**Set task:** Please find each line in the records below that contains the string "tinged" and copy it out in full. The match is case-sensitive.

**Extracted entries:**
§ §
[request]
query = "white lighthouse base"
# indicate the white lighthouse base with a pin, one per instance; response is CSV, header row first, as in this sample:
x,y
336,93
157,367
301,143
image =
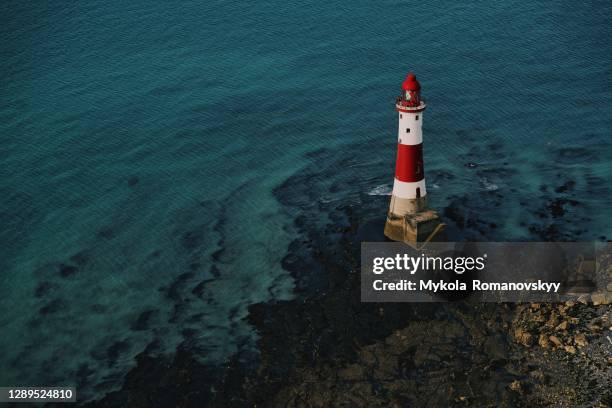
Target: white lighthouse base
x,y
415,229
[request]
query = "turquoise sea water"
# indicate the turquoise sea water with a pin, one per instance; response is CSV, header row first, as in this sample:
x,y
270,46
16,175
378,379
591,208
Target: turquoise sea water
x,y
143,143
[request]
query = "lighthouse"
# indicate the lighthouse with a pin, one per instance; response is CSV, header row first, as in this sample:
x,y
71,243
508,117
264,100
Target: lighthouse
x,y
409,219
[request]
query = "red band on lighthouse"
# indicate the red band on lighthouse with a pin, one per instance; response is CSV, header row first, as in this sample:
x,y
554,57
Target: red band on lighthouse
x,y
409,165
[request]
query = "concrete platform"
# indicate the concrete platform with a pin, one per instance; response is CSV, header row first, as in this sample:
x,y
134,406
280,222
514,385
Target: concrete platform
x,y
415,229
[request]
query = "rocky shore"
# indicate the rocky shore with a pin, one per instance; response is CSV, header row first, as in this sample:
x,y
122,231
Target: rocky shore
x,y
326,348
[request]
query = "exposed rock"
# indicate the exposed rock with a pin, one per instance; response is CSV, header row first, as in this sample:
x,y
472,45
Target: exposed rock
x,y
599,299
516,386
523,337
580,340
555,340
543,341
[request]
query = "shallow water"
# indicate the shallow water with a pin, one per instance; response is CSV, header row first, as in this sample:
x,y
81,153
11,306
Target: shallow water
x,y
142,146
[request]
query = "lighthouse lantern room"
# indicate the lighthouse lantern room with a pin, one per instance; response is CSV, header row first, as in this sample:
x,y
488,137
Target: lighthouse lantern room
x,y
408,218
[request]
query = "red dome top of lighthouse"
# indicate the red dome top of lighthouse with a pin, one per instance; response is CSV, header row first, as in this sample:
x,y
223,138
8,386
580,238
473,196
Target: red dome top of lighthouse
x,y
411,84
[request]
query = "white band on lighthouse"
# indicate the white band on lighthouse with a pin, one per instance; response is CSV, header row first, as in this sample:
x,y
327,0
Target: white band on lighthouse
x,y
409,130
410,190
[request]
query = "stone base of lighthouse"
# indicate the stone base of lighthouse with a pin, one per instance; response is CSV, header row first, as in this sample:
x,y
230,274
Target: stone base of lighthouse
x,y
414,229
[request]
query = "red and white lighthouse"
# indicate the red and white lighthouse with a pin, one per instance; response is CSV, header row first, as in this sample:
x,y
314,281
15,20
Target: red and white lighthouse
x,y
409,219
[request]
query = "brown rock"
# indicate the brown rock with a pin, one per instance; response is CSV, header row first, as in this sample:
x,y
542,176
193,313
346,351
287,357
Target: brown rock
x,y
555,341
523,337
516,386
599,299
580,340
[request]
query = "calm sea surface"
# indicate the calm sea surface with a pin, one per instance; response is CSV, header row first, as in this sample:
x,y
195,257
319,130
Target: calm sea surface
x,y
142,145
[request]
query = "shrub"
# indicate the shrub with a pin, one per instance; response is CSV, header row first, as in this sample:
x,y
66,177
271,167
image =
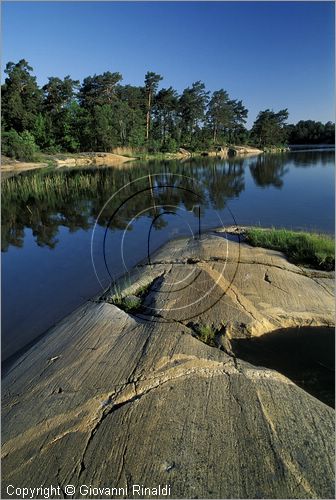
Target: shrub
x,y
313,250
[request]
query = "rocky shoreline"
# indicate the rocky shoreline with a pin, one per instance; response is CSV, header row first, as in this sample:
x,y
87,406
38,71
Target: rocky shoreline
x,y
153,392
111,159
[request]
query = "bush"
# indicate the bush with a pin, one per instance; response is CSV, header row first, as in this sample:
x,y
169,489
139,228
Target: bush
x,y
19,146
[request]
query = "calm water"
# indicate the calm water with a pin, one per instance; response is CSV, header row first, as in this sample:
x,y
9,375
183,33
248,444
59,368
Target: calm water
x,y
66,233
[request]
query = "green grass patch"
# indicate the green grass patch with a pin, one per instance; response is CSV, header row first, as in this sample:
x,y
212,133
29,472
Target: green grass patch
x,y
308,249
206,334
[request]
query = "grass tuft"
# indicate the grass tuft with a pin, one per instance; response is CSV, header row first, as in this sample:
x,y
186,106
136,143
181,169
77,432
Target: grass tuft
x,y
308,249
206,334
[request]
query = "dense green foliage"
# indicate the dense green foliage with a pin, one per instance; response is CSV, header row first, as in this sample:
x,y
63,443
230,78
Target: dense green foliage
x,y
101,114
312,250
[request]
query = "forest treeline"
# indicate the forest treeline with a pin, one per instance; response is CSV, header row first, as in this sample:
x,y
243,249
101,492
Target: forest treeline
x,y
101,114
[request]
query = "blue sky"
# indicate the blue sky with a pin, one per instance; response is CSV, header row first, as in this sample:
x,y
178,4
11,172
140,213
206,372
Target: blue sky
x,y
269,54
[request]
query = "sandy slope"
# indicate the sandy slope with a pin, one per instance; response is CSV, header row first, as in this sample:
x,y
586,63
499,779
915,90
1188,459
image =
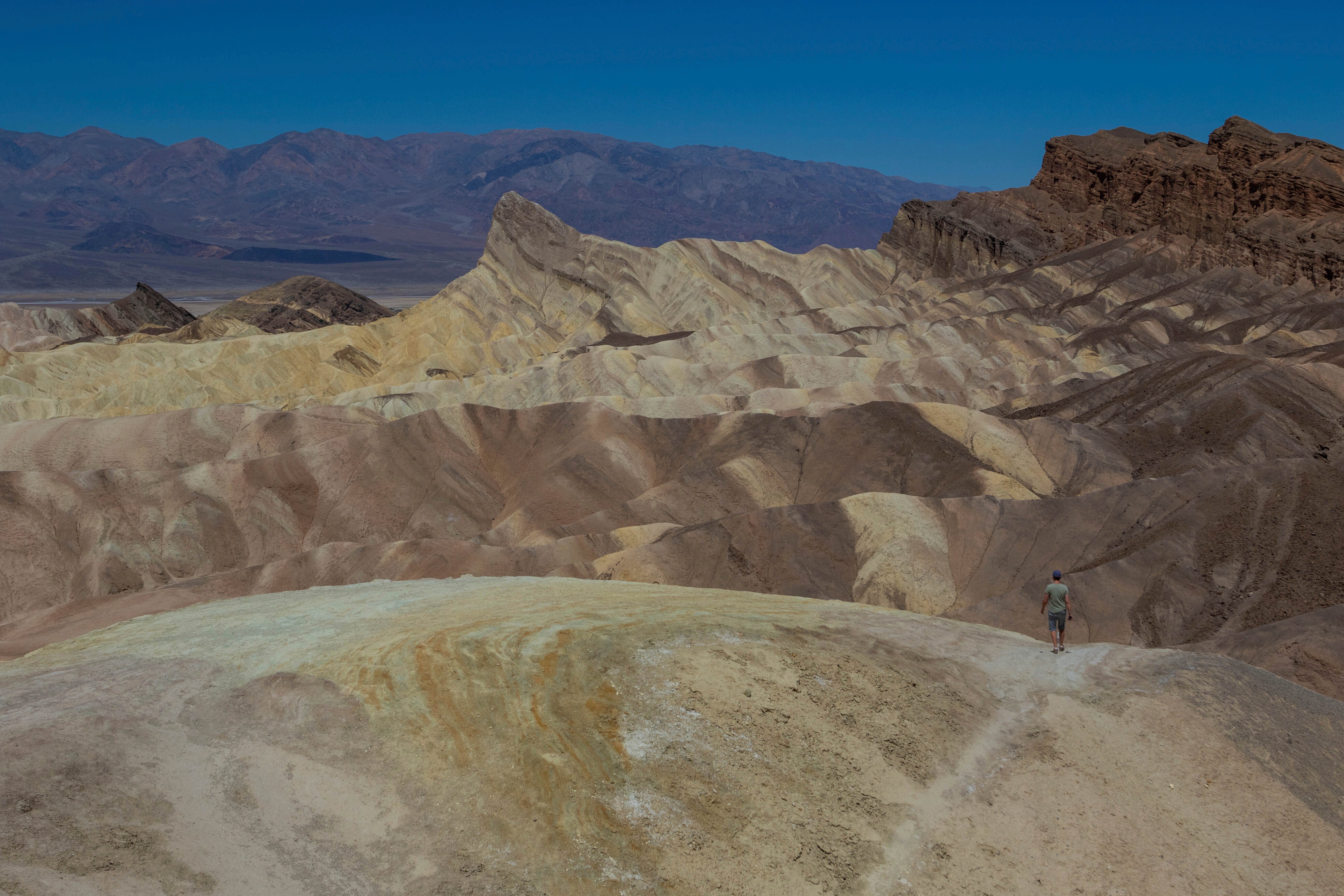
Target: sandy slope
x,y
560,737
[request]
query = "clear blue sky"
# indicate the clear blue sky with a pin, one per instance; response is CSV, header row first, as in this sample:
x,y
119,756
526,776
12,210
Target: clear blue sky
x,y
959,93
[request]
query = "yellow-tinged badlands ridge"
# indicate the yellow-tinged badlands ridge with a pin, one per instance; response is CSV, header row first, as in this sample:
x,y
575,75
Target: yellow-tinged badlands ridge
x,y
562,737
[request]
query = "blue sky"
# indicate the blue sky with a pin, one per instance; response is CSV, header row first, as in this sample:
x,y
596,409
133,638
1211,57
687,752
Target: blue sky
x,y
959,93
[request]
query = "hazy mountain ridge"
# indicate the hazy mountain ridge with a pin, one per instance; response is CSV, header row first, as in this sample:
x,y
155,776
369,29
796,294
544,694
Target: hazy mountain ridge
x,y
431,191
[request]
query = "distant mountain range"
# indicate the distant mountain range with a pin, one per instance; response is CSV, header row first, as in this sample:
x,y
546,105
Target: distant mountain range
x,y
420,203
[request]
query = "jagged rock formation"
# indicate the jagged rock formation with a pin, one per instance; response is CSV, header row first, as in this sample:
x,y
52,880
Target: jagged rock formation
x,y
580,738
1248,199
292,307
839,425
144,311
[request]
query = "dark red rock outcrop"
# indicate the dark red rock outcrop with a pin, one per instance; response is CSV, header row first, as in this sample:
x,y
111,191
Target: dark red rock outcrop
x,y
1249,198
302,304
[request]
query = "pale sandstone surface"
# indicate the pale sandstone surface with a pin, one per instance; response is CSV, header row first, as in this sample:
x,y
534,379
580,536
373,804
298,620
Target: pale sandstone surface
x,y
1112,390
560,737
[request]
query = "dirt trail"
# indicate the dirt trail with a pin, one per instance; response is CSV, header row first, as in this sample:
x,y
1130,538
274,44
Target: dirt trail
x,y
565,737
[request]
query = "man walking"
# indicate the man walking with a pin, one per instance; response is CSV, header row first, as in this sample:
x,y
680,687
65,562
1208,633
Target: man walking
x,y
1057,598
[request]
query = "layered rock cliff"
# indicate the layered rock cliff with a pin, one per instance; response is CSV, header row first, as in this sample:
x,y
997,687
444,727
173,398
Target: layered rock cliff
x,y
144,311
1249,198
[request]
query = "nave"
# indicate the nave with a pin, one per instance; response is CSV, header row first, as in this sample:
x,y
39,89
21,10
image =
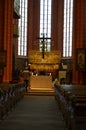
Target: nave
x,y
34,113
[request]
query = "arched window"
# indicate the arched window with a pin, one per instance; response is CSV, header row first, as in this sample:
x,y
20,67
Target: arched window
x,y
22,40
67,28
45,24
§ §
**Answer in full:**
query = "yellow-tinged badlands ridge"
# indicate the yellow-tinged badlands ridge with a pin, one per instance; response is CSV, header row first, as in this sample:
Target: yellow-tinged badlands ridge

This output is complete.